◆ Exercise task:
Write out the data below again, switching every occurrence of "Provide" to "Supply" and keeping everything else unchanged.

═════ Supplied records

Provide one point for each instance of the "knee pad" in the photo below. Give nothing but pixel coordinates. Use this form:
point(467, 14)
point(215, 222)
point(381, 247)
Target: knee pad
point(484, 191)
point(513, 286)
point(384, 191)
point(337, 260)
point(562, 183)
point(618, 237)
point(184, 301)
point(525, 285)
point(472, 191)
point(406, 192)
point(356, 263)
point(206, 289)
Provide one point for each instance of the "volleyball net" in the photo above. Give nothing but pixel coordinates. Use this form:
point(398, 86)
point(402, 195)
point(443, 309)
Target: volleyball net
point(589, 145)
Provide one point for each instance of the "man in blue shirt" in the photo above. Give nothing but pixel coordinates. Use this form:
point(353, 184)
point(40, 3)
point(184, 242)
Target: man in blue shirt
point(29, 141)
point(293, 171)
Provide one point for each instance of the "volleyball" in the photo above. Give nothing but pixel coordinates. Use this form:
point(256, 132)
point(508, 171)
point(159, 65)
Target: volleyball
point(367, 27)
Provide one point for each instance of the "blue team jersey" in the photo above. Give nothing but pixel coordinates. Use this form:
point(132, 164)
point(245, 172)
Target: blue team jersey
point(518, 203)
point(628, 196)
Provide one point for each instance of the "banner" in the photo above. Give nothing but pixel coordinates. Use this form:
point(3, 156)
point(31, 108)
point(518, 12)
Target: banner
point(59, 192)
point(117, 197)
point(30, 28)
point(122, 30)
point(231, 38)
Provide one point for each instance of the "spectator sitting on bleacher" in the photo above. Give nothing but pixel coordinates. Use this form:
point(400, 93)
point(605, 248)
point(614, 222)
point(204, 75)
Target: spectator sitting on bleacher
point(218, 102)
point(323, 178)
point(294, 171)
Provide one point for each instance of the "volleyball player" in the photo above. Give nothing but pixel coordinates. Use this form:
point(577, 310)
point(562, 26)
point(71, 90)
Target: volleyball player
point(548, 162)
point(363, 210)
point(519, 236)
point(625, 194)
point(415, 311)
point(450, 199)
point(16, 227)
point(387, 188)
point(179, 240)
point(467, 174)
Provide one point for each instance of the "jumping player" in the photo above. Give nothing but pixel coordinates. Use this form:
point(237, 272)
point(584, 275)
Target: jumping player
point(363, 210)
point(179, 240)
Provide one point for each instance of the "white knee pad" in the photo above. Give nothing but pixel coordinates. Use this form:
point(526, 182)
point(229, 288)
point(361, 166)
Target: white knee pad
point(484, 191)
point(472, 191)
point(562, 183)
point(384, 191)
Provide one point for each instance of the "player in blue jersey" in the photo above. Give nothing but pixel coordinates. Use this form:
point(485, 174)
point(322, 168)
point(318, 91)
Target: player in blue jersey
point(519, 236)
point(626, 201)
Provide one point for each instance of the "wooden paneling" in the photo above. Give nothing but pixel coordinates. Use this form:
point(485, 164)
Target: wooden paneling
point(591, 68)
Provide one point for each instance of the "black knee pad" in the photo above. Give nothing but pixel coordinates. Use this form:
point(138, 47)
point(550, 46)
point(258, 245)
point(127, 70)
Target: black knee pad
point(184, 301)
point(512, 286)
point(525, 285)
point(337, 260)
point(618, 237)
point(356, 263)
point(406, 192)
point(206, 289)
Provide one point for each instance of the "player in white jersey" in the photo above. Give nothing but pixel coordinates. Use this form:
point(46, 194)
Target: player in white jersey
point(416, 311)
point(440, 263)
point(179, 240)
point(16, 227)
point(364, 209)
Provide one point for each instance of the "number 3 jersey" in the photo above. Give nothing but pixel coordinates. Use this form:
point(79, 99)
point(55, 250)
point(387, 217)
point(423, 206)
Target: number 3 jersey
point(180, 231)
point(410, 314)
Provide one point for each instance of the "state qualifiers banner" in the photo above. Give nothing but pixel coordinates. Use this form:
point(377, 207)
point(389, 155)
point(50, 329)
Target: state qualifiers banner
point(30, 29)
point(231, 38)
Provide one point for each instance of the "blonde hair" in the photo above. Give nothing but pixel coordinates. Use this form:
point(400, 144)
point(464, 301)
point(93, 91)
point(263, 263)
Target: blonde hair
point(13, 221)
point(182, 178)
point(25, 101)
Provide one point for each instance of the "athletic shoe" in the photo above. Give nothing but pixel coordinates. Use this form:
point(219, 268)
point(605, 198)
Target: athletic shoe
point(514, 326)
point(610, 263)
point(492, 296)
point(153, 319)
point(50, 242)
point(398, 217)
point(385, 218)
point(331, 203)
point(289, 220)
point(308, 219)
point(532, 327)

══════════

◆ The answer:
Supply one point for each instance of the "knee pad" in the photo below. Give nothing but pixel coordinates. Use this form:
point(467, 14)
point(215, 222)
point(381, 247)
Target: knee pad
point(484, 191)
point(513, 286)
point(384, 191)
point(337, 260)
point(562, 183)
point(618, 237)
point(184, 301)
point(525, 285)
point(472, 191)
point(406, 192)
point(356, 263)
point(206, 289)
Supply one point for each instance of the "volleyball net" in the photo above. Give nothing but pixel coordinates. Use this form:
point(398, 86)
point(402, 195)
point(443, 309)
Target: volleyball net
point(589, 145)
Supply one point for each instance of the "man in blue shirt" in the photo above. Give nothing but pixel coordinates. Use this form:
point(353, 184)
point(40, 3)
point(184, 242)
Target: man in blue shirt
point(29, 141)
point(293, 171)
Supply one point for each instance of the "volleyball" in the photo above. Give nothing but pixel coordinates. Use this form:
point(256, 132)
point(508, 171)
point(159, 65)
Target: volleyball
point(367, 27)
Supply one point for each instance of the "blue team jersey" in the photo above. Give nothing but pixel coordinates. Use this form:
point(132, 164)
point(245, 172)
Target: blue team jersey
point(518, 203)
point(628, 196)
Supply one point for each instance of the "banner" in the photo above. Give nothing but pixel coordinates. Use this form:
point(3, 156)
point(31, 108)
point(518, 12)
Target: banner
point(59, 192)
point(117, 197)
point(30, 28)
point(122, 30)
point(231, 38)
Supply one point for each instance of the "spectator sitting on bleacher" in the photo above. Give nothing but pixel coordinates. Use this form:
point(400, 93)
point(605, 248)
point(614, 222)
point(204, 75)
Target: spectator sitting on bleacher
point(218, 102)
point(323, 178)
point(294, 171)
Supply one point for each instance of the "volleyball player" in the photo above. Give nothing but pixel coordinates. Use this form:
point(577, 310)
point(562, 26)
point(71, 90)
Target: volleyball player
point(548, 162)
point(363, 210)
point(519, 236)
point(625, 194)
point(415, 311)
point(450, 199)
point(16, 227)
point(387, 188)
point(179, 240)
point(467, 174)
Supply one point for each instance of the "jumping player" in the photo above. Give nothing but pixel coordinates. Use this form:
point(237, 272)
point(584, 275)
Target: jumping player
point(363, 210)
point(179, 240)
Supply one point for each instance of the "white knee pad" in the photo above. Give nothing but pixel coordinates. Use this form:
point(526, 182)
point(229, 288)
point(361, 166)
Target: white knee pad
point(484, 191)
point(472, 191)
point(562, 183)
point(384, 191)
Supply one point for each instance of the "player in blue jersey" in the photo above. Give nothing but pixel coordinates. Use this form:
point(485, 174)
point(322, 168)
point(318, 91)
Target: player in blue jersey
point(519, 236)
point(626, 201)
Supply one point for each instance of the "wooden paneling" in the photo above. Give nothing but pixel coordinates. Use this form:
point(485, 164)
Target: wooden paneling
point(591, 68)
Supply one point for each instance of the "black knee pad" in the photo above. Give nothing but pixel coordinates. Use this form:
point(138, 47)
point(550, 46)
point(258, 245)
point(127, 70)
Target: black knee pad
point(184, 301)
point(512, 286)
point(525, 285)
point(337, 260)
point(618, 237)
point(356, 263)
point(406, 192)
point(206, 289)
Supply one point for each instance of the "player in white jersey" in the photo above. Give nothing but pixel coordinates. Use this form:
point(46, 194)
Target: player in white jersey
point(416, 311)
point(440, 263)
point(179, 240)
point(16, 227)
point(364, 209)
Supply one point for each instance of the "number 3 jersey" in the photo above. Give nothing but pixel coordinates. Use this form:
point(79, 99)
point(55, 250)
point(387, 217)
point(423, 206)
Target: number 3 jersey
point(180, 231)
point(410, 314)
Supply one point for each instance of the "state qualifiers banner" in the photo above. Give nothing but pixel coordinates. Use this form:
point(377, 207)
point(389, 155)
point(50, 329)
Target: state qualifiers banner
point(30, 29)
point(231, 38)
Supply one point for each instance of the "blonde hair" in the photo above. Give nothing but pixel coordinates. Use this form:
point(400, 144)
point(464, 301)
point(93, 91)
point(263, 263)
Target: blonde hair
point(13, 221)
point(182, 178)
point(25, 101)
Supply one point for each instance of the "athletic shoe" in the photo above. Give nothing but pixel coordinates. Use this form:
point(219, 268)
point(605, 198)
Target: athletic shoe
point(514, 326)
point(610, 263)
point(492, 296)
point(153, 319)
point(50, 242)
point(398, 217)
point(385, 218)
point(331, 203)
point(289, 220)
point(308, 219)
point(532, 327)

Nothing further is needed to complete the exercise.